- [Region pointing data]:
____________

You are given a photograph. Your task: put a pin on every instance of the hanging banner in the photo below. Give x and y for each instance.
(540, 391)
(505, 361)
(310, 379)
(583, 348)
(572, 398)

____________

- [Goal of the exercise]:
Reproduce the whole of the records exactly, so that no line differs from the source above.

- [Result of the exercise]:
You are given a photograph. Your task: put a pin on every instance of the hanging banner in the photo below. Give x and y for each instance.
(540, 391)
(505, 361)
(310, 379)
(583, 348)
(572, 398)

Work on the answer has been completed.